Kutipan untuk Dibaca —

Bismillah...
"Sungguh
Konstantinopel akan ditaklukkan, sebaik-baik pemimpin adalah pemimpin pasukan
pada saat itu dan sebaik baik pasukan adalah pasukan pada saat itu."
Hadits ini
sangatlah terkenal. Banyak orang yang tahu, hafal bahkan menyukainya. Bisyaroh
Rasulullah yang menjadi kenyataan pada tahun 1453 M. Penaklukan Konstantinopel
yang dilakukan oleh seorang pemuda berumur kira2 21 tahun. Muhammad ats-Tsani
atau lebih dikenal dengan Muhammad al-Fatih. Muhammad ats-Tsani adalah anak
dari Sultan Murod.
Sultan Murod
adalah seorang Sultan dari dinasti Utsmaniyyah. Sultan Murod jelas adalah orang
yang shaleh. Ilmunya pun mumpuni, ibadahnya rajin, berakhlak yang baik, dekat
dengan Allah. Beliau berkeinginan untuk menaklukkan Konstantinopel yang
sebenarnya sudah takluk semasa Nabi Muhammad Saw mengabarkannya. Tinggal
menunggu waktunya saja.
Maka dari itu,
beliau menghimpun pasukan yang besar untuk menembus benteng Konstantinopel yang
terkenal sulit untuk ditembus. Pertempuran dahsyat terjadi dan hasilnya nihil.

Butir Data —
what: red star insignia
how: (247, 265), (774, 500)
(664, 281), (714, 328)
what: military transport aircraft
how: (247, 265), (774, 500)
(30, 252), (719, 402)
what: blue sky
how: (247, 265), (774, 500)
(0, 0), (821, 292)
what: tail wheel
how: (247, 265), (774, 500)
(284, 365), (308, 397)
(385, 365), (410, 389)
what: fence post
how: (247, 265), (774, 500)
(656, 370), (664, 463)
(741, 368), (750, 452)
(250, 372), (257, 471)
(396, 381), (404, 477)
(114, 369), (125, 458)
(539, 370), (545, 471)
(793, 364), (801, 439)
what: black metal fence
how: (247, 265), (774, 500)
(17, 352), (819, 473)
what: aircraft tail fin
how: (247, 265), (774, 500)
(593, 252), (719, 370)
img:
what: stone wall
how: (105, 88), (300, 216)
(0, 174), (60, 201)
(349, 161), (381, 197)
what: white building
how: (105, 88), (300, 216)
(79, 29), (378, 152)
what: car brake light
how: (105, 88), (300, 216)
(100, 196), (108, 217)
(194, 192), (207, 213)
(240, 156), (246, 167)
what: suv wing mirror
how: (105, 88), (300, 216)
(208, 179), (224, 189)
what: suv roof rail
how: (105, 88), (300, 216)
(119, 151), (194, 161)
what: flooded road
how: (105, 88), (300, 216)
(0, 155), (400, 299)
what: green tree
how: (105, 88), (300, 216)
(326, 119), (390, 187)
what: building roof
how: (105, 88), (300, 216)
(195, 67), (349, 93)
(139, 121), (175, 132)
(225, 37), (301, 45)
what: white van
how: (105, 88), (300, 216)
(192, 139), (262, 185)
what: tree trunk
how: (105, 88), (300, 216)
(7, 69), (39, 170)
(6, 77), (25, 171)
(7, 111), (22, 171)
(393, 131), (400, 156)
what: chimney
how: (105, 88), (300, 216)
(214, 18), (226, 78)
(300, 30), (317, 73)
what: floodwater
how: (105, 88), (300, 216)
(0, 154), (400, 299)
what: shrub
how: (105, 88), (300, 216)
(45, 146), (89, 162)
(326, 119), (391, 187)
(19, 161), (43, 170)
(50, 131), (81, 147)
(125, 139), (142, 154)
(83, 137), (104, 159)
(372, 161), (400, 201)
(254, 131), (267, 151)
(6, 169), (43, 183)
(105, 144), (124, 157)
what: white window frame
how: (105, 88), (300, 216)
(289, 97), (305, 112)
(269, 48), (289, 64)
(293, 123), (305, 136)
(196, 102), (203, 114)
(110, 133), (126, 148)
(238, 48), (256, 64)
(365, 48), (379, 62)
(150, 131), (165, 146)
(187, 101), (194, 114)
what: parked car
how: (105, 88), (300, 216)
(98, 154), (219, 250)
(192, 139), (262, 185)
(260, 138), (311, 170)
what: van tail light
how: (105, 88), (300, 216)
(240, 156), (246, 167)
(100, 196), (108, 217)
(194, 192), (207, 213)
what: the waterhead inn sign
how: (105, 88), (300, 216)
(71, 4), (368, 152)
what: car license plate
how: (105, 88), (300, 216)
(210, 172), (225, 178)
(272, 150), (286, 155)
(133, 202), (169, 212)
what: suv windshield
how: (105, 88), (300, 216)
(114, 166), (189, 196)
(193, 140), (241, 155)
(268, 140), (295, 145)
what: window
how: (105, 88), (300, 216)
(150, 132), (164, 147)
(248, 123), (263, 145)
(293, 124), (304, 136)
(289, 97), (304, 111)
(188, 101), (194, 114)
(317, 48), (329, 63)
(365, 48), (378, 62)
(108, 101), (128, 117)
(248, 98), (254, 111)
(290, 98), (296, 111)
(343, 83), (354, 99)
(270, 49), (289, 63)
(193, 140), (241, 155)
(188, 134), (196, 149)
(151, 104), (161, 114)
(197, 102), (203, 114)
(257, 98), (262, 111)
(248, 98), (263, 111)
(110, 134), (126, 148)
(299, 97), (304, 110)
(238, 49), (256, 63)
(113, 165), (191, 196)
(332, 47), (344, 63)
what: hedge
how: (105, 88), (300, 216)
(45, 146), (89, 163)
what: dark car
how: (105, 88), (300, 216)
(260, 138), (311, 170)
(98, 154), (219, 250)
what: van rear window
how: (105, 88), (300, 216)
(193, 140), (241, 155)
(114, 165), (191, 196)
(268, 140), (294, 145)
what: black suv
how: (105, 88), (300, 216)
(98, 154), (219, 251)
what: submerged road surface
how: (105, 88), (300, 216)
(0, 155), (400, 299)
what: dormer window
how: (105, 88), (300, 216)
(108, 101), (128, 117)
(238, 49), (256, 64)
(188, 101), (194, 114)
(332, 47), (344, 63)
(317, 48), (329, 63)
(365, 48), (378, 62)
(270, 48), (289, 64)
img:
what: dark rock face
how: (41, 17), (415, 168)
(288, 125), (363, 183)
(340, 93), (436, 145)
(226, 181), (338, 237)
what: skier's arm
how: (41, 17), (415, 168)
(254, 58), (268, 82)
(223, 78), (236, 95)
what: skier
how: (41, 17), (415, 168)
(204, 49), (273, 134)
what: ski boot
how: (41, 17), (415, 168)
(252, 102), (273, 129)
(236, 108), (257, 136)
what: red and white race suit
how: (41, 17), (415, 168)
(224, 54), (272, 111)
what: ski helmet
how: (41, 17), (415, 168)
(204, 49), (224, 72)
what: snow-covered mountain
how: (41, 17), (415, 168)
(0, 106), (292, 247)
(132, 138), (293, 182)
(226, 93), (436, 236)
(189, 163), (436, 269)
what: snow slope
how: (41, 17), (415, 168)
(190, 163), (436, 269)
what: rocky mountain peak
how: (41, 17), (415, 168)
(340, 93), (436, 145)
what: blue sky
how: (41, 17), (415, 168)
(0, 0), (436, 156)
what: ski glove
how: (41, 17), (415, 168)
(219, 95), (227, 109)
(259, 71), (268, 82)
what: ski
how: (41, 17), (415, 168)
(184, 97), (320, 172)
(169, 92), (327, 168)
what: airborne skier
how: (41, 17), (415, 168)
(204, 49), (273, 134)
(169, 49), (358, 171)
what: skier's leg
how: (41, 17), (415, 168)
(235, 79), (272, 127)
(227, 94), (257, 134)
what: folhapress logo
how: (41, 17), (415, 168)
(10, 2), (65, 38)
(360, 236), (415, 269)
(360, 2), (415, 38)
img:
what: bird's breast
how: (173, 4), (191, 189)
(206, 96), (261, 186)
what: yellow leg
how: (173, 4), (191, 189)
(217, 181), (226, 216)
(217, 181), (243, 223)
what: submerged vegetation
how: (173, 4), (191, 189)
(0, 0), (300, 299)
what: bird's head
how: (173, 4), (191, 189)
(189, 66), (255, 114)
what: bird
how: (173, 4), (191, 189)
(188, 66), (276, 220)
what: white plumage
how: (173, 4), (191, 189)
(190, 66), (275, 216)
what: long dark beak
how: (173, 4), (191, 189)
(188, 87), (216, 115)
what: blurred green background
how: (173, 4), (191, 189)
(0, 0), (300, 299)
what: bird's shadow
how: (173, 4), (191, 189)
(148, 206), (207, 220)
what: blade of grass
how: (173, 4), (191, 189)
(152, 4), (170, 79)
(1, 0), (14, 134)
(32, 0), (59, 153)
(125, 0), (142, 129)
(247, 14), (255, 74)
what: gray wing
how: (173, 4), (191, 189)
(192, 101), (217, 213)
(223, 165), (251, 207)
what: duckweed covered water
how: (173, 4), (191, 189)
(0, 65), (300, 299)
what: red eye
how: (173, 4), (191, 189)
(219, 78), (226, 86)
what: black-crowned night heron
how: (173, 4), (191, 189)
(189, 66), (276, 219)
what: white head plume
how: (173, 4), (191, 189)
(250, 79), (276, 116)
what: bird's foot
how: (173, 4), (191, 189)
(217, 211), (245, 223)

Tugas yang Diminta —
• A. Menurut kutipan, siapakah ayah Muhammad ats-Tsani?
• B. Apakah setiap pernyataan berikut sesuai dengan kutipan? Jawab ya atau tidak untuk masing-masing, lalu sertakan kata-kata penentu dari kutipan tanpa diubah.
(i) Muhammad ats-Tsani lebih dikenal dengan nama Muhammad al-Fatih.
(ii) Pasukan besar yang dihimpun Sultan Murod berhasil menembus benteng Konstantinopel.
(iii) Sultan Murod berasal dari dinasti Utsmaniyyah.
• C. Tuliskan kembali tanpa perubahan bagian kutipan yang dimulai pada kata-kata yang memuat "Bismillah..." dan berhenti setelah "dari Sultan Murod.".

Daftar Jawaban —
• A. Sultan Murod.

• B.
(i) Ya: "atau lebih dikenal dengan Muhammad al-Fatih"
(ii) Tidak: "Pertempuran dahsyat terjadi dan hasilnya nihil."
(iii) Ya: "adalah seorang Sultan dari dinasti Utsmaniyyah"

• C.
Bismillah...
"Sungguh
Konstantinopel akan ditaklukkan, sebaik-baik pemimpin adalah pemimpin pasukan
pada saat itu dan sebaik baik pasukan adalah pasukan pada saat itu."
Hadits ini
sangatlah terkenal. Banyak orang yang tahu, hafal bahkan menyukainya. Bisyaroh
Rasulullah yang menjadi kenyataan pada tahun 1453 M. Penaklukan Konstantinopel
yang dilakukan oleh seorang pemuda berumur kira2 21 tahun. Muhammad ats-Tsani
atau lebih dikenal dengan Muhammad al-Fatih. Muhammad ats-Tsani adalah anak
dari Sultan Murod.